Written task
Reproduce the material from its beginning through the line containing "18L48 0L32 0L32", inclusive, with "green grass" swapped for "dry grass" and everything else unchanged. Leave the pictures out of your answer.

(Stored records)
_ _ _
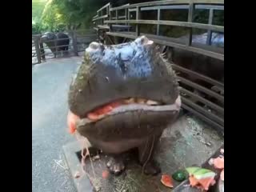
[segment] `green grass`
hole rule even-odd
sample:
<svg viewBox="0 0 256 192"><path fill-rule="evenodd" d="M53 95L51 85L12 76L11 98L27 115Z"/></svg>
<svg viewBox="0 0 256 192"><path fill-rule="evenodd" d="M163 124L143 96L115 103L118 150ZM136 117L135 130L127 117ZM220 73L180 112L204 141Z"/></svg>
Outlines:
<svg viewBox="0 0 256 192"><path fill-rule="evenodd" d="M40 18L48 0L32 0L32 19Z"/></svg>

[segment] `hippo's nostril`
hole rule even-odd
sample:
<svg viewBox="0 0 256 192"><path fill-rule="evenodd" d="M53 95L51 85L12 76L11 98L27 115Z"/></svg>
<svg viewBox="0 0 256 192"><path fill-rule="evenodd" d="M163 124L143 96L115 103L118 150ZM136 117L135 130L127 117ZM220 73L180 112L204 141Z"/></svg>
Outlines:
<svg viewBox="0 0 256 192"><path fill-rule="evenodd" d="M154 42L153 41L148 39L145 35L143 35L140 38L140 43L142 45L144 45L144 46L151 45L151 44L153 44L153 42Z"/></svg>
<svg viewBox="0 0 256 192"><path fill-rule="evenodd" d="M99 47L99 43L93 42L90 44L89 47L92 50L97 50Z"/></svg>

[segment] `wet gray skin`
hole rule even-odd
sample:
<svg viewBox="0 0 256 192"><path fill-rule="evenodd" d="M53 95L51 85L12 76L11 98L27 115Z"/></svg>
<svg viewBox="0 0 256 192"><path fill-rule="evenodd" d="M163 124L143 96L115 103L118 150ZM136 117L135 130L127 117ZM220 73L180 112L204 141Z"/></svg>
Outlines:
<svg viewBox="0 0 256 192"><path fill-rule="evenodd" d="M129 98L158 104L120 106L98 121L87 118L93 110ZM163 130L177 118L180 106L171 65L144 36L115 46L92 42L69 93L70 110L81 118L76 124L78 132L109 154L106 166L114 174L125 168L120 154L133 148L138 150L145 174L160 171L153 160L154 148Z"/></svg>

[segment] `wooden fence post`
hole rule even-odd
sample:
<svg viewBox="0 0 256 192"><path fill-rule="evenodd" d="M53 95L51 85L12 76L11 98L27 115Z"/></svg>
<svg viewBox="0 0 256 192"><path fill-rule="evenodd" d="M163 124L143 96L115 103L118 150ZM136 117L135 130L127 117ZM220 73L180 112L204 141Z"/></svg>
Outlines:
<svg viewBox="0 0 256 192"><path fill-rule="evenodd" d="M39 36L37 36L34 42L35 52L37 53L38 62L41 63L41 51L40 51L40 47L39 47Z"/></svg>
<svg viewBox="0 0 256 192"><path fill-rule="evenodd" d="M75 30L71 31L71 38L73 42L73 49L74 49L74 54L76 56L78 56L78 41L77 41L77 35Z"/></svg>

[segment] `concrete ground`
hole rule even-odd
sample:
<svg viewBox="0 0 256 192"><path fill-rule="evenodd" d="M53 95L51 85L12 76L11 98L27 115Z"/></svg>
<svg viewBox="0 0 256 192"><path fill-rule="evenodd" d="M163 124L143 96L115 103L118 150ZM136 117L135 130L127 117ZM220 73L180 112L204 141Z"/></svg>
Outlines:
<svg viewBox="0 0 256 192"><path fill-rule="evenodd" d="M81 57L48 60L32 67L32 191L76 191L62 146L67 132L67 91Z"/></svg>

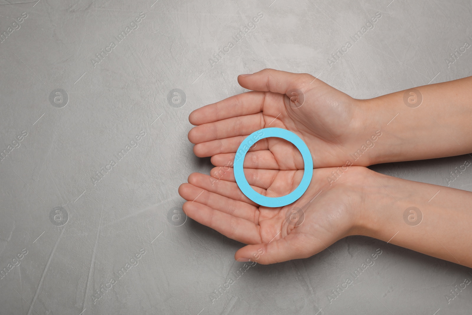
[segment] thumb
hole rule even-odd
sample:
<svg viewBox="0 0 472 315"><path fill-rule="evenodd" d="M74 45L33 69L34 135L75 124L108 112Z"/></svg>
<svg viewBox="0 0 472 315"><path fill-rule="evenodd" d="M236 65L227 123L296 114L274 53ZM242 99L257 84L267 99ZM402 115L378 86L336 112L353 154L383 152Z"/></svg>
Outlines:
<svg viewBox="0 0 472 315"><path fill-rule="evenodd" d="M235 259L239 262L250 260L261 264L269 264L307 258L315 254L307 246L311 240L305 239L300 234L288 234L268 243L244 246L236 252Z"/></svg>
<svg viewBox="0 0 472 315"><path fill-rule="evenodd" d="M291 89L299 89L306 92L304 88L315 78L308 73L264 69L252 74L238 76L237 81L239 85L248 90L286 94Z"/></svg>

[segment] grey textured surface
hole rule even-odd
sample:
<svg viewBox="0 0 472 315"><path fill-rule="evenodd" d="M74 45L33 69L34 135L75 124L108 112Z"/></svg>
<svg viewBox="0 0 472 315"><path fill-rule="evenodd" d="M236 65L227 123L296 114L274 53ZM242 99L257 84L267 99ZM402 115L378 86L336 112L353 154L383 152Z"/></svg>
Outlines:
<svg viewBox="0 0 472 315"><path fill-rule="evenodd" d="M252 266L212 303L242 266L234 260L242 244L179 217L177 192L190 173L211 168L193 153L189 113L244 92L237 75L308 72L359 98L468 76L472 50L446 60L472 43L470 1L155 0L0 0L0 149L13 143L0 162L0 269L8 270L0 314L470 314L472 288L449 304L445 298L472 277L469 269L361 237ZM169 102L174 89L185 103L181 93ZM372 168L472 190L470 169L447 179L466 159ZM330 303L378 248L374 265ZM101 284L111 288L95 300Z"/></svg>

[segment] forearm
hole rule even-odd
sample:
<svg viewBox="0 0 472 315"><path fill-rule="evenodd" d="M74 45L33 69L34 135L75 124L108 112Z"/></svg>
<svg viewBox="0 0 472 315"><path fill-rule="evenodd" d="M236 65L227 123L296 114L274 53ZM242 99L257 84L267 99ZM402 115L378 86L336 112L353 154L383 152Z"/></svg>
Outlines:
<svg viewBox="0 0 472 315"><path fill-rule="evenodd" d="M366 130L382 133L371 164L472 152L472 77L414 89L362 101Z"/></svg>
<svg viewBox="0 0 472 315"><path fill-rule="evenodd" d="M472 267L472 193L368 171L362 234Z"/></svg>

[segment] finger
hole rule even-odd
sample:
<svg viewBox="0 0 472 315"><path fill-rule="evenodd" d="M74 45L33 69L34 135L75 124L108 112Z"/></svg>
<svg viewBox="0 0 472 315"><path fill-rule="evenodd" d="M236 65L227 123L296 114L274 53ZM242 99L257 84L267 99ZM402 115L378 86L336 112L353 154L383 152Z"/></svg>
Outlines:
<svg viewBox="0 0 472 315"><path fill-rule="evenodd" d="M257 205L246 197L238 187L236 183L217 180L207 175L200 173L192 173L188 177L188 183L208 191L220 195L234 200L238 200L252 205ZM265 196L265 189L259 187L253 187L257 192Z"/></svg>
<svg viewBox="0 0 472 315"><path fill-rule="evenodd" d="M188 117L190 123L199 126L231 117L262 111L264 93L249 92L235 95L195 110Z"/></svg>
<svg viewBox="0 0 472 315"><path fill-rule="evenodd" d="M308 73L292 73L274 69L264 69L258 72L237 77L243 87L249 90L270 91L285 94L290 89L302 91L316 78Z"/></svg>
<svg viewBox="0 0 472 315"><path fill-rule="evenodd" d="M269 243L245 246L236 252L235 259L241 262L250 259L262 264L269 264L307 258L314 254L311 247L307 244L312 241L300 233L289 234Z"/></svg>
<svg viewBox="0 0 472 315"><path fill-rule="evenodd" d="M211 156L221 153L236 152L239 145L249 135L238 136L219 140L214 140L206 142L197 143L194 146L194 153L199 157ZM258 141L250 149L249 151L268 150L269 145L267 138Z"/></svg>
<svg viewBox="0 0 472 315"><path fill-rule="evenodd" d="M263 128L265 125L262 113L232 117L194 127L188 132L188 140L197 144L250 135Z"/></svg>
<svg viewBox="0 0 472 315"><path fill-rule="evenodd" d="M253 222L237 218L202 204L187 201L182 209L190 218L219 232L223 235L244 244L261 242L259 226Z"/></svg>
<svg viewBox="0 0 472 315"><path fill-rule="evenodd" d="M267 189L274 181L277 174L282 171L277 170L244 169L244 175L249 184ZM227 181L236 182L234 170L232 168L218 166L214 167L210 172L212 177Z"/></svg>
<svg viewBox="0 0 472 315"><path fill-rule="evenodd" d="M218 154L211 157L211 164L215 166L224 166L228 165L228 161L234 161L235 153L223 153ZM300 154L301 157L301 154ZM291 155L290 159L292 156ZM268 150L258 150L248 152L244 157L243 167L248 169L264 169L266 170L280 170L283 168L285 170L296 170L296 163L287 161L281 161L280 165L275 159L274 154ZM301 158L301 165L303 166L303 158ZM290 167L287 167L290 166Z"/></svg>
<svg viewBox="0 0 472 315"><path fill-rule="evenodd" d="M182 184L178 188L178 193L182 198L192 202L198 202L219 211L257 224L259 210L248 204L232 199L194 186L191 184Z"/></svg>

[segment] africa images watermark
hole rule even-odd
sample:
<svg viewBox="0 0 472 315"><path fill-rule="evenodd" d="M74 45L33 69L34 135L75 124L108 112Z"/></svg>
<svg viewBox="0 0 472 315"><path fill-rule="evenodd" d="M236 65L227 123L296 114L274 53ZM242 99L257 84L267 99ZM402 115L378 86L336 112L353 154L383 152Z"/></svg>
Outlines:
<svg viewBox="0 0 472 315"><path fill-rule="evenodd" d="M8 145L7 148L0 152L0 162L3 161L14 149L20 147L21 141L28 136L28 132L23 130L21 134L17 136L16 138L11 142L11 145Z"/></svg>
<svg viewBox="0 0 472 315"><path fill-rule="evenodd" d="M447 301L447 304L450 304L451 301L457 298L461 292L462 292L462 290L465 289L467 287L467 286L470 284L470 279L468 278L466 278L464 279L464 281L462 282L462 283L460 283L459 284L456 284L455 285L453 286L453 289L451 289L451 294L444 295L444 297L446 298L446 300Z"/></svg>
<svg viewBox="0 0 472 315"><path fill-rule="evenodd" d="M19 266L21 263L20 261L23 259L27 254L28 254L28 250L24 248L21 253L17 254L16 257L11 260L11 263L9 263L6 267L0 271L0 279L2 279L6 277L7 274L14 268Z"/></svg>
<svg viewBox="0 0 472 315"><path fill-rule="evenodd" d="M362 145L361 146L360 149L358 149L356 151L349 154L349 157L352 159L354 162L355 162L359 160L362 154L364 153L367 150L370 148L372 148L374 147L375 144L374 143L375 141L377 141L379 138L382 136L382 132L379 130L377 130L375 132L374 135L372 135L371 136L369 139L368 139L365 141L365 144ZM335 171L333 171L331 172L332 174L332 176L328 176L326 178L328 179L328 181L329 183L329 186L333 185L333 183L339 179L344 172L347 170L348 169L350 166L352 166L354 163L350 160L348 160L346 161L345 164L341 167L337 167Z"/></svg>
<svg viewBox="0 0 472 315"><path fill-rule="evenodd" d="M14 22L8 27L7 31L0 33L0 43L5 42L9 36L16 30L20 29L21 26L20 25L28 17L28 14L25 12L21 14L21 16L17 18L14 19Z"/></svg>
<svg viewBox="0 0 472 315"><path fill-rule="evenodd" d="M465 52L467 49L470 48L471 47L471 44L468 42L464 42L464 46L462 47L459 48L459 51L457 51L457 49L456 48L454 50L454 52L451 52L449 55L450 58L447 58L445 59L444 60L446 60L446 63L447 64L447 68L450 68L451 65L459 59L459 57L462 56L462 54Z"/></svg>
<svg viewBox="0 0 472 315"><path fill-rule="evenodd" d="M137 17L135 17L133 20L132 22L129 23L129 25L126 26L124 30L121 31L118 34L118 37L114 36L115 39L116 40L116 43L115 43L114 41L110 42L108 47L105 48L104 51L103 49L101 49L98 53L95 54L97 58L92 58L91 60L92 64L93 65L93 68L94 68L97 66L98 64L100 63L100 62L103 60L105 59L105 57L108 56L108 54L110 53L113 51L113 50L117 47L117 44L121 43L121 42L124 40L126 36L129 35L132 31L137 29L138 27L139 27L138 24L145 17L146 14L142 12Z"/></svg>
<svg viewBox="0 0 472 315"><path fill-rule="evenodd" d="M242 39L244 38L244 36L246 35L248 33L251 31L253 31L256 29L257 23L259 23L259 21L261 20L262 17L264 17L264 13L261 12L260 12L257 14L257 16L255 16L251 19L253 22L250 22L247 24L247 25L244 25L242 27L240 28L239 30L239 32L236 35L233 35L232 37L233 40L237 43L239 43ZM223 59L226 54L229 52L229 51L234 48L236 46L235 43L233 43L232 41L230 41L228 42L228 43L226 46L223 47L218 50L218 52L214 53L212 57L210 58L208 60L210 61L210 64L212 68L215 65L219 62L221 59Z"/></svg>
<svg viewBox="0 0 472 315"><path fill-rule="evenodd" d="M451 170L449 173L449 176L446 178L446 180L447 181L447 186L450 186L451 183L457 179L459 176L462 174L462 172L467 170L467 168L470 166L470 165L471 162L468 160L466 160L464 161L463 164L459 167L458 170L457 166L454 168L455 170L454 171Z"/></svg>

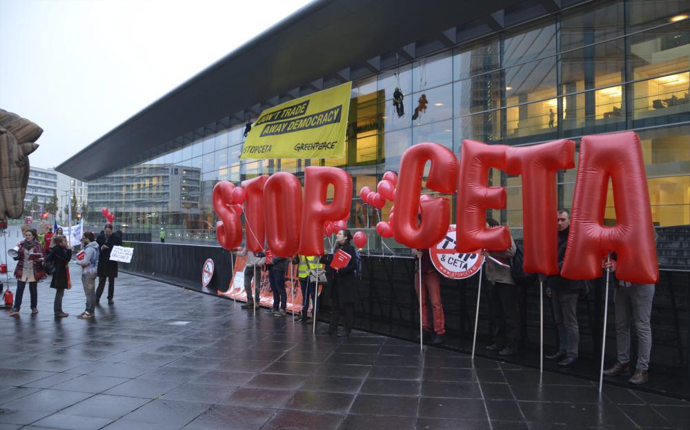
_ _ _
The response
[segment] `dry grass`
hole rule even-odd
sample:
<svg viewBox="0 0 256 192"><path fill-rule="evenodd" d="M53 95L51 85L12 76L11 98L27 115Z"/></svg>
<svg viewBox="0 0 256 192"><path fill-rule="evenodd" d="M163 124L143 96L115 103L118 150ZM136 117L135 130L127 117ZM220 73L180 112L204 141Z"/></svg>
Outlines:
<svg viewBox="0 0 256 192"><path fill-rule="evenodd" d="M40 18L48 0L32 0L32 19Z"/></svg>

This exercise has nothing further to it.